Passage shown:
+ + +

REPUBLIC OF KENYA
IN THE HIGH COURT OF KENYA
AT NAIROBI (NAIROBI LAW COURTS)
Criminal Appeal 349 of 2004
(CORAM: LESIIT, MAKHANDIA, JJ.)
GEORGE KAMAU GACHUHI…..…..………………..……..APPELLANT
VERSUS
REPUBLIC…………………………………………………RESPONDENT
(From Original Conviction and Sentence in Criminal Case Number 2434 of 2002 of the
Senior Principal Magistrate’s Court at Kiambu by G. M. Njuguna – S.R.M. dated 19th July 2004)
CONSOLIDATED WITH
CRIMINAL APPEAL NO. 350 OF 2004
CHACHA MACHENES OTAILE…………………………….APPELLANT
VERSUS
REPUBLIC……………………..……………...…..……….RESPONDENT
(From Original Conviction and Sentence in Criminal Case Number 2434 of 2002 of the
Senior Principal Magistrate’s Court at Kiambu by G. M. Njuguna – S.R.M. dated 19th July 2004)
CONSOLIDATED WITH
CRIMINAL APPEAL NO. 352 OF 2004
PETER KINYUA NJERU………..…………………..………APPELLANT
VERSUS
REPUBLIC……………………………………...…………RESPONDENT
(From Original Conviction and Sentence in Criminal Case Number 2434 of 2002 of the Senior Principal Magistrate’s Court at Kiambu by G. M. Njuguna – S.R.M. dated 19th July 2004)
CONSOLIDATED WITH
CRIMINAL APPEAL NO. 353 OF 2004
ANTHONY KARIUKI………...………………..............……….APPELLANT
VERSUS
REPUBLIC……………………….……………….……..…..RESPONDENT
(From Original Conviction and Sentence in Criminal Case Number 2434 of 2002 of the
Senior Principal Magistrate’s Court at Kiambu by G. M. Njuguna – S.R.M. dated 19th July 2004)
CONSOLIDATED WITH
CRIMINAL APPEAL NO. 356 OF 2004
DAVID KARANJA…………………..………..………………….APPELLANT
VERSUS
REPUBLIC……………………………………………………RESPONDENT
(From Original Conviction and Sentence in Criminal Case Number 2434 of 2002 of the
Senior Principal Magistrate’s Court at Kiambu by G. M. Njuguna – S.R.M. dated 19th July 2004)

+ + +

Information shown:
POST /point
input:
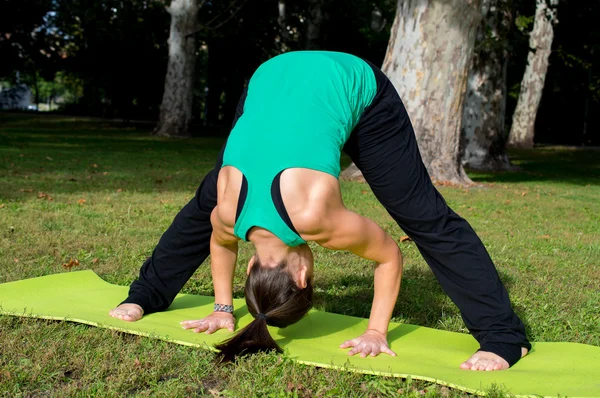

+ + +

Task objective:
Write the next part of the High Court of Kenya criminal appeal document, starting immediately after its final line.

Answer to this problem:
J U D G M E N T
George Kamau Gachuhi, 1st Appellant, Chacha Machenes Otaire, 2nd Appellant and Peter Kinyua Njeru, 3rd Appellant, Anthony Kariuki, 4th Appellant and David Karanja, 5th Appellant were 4th, 1st, 3rd, 2nd and 6th accused persons respectively during the trial in the subordinate court. The trio were jointly charged before the Senior Resident Magistrate’s Court, Kiambu with three counts of robbery with violence contrary to Section 296 (2) of the Penal Code. They were duly tried and convicted. Upon conviction they were each sentenced to death as by law provided. They now each challenge their conviction and sentence in their respective appeals.
When the five respective appeals came up for hearing, before us, we directed that the same be consolidated for ease of hearing and as they arose from the same trial in the subordinate court.
Miss Nyamosi, learned State Counsel conceded to the appeals on the technical ground that the Appellants’ rights may have been violated by the failure by the trial court to indicate in the record the language of the court as well the one used by the witnesses as they testified. These omissions were fatal to the prosecution case. In line with the court of appeal decision in SWAHIBU SIMBAUNI SIMIYU AND ANOTHER V REPUBLIC, C.A. 243 OF 2005 (KISUMU) [UNREPORTED], counsel invited us to annul the proceedings. Mr. Orieyo, learned counsel for the Appellants did not oppose the request.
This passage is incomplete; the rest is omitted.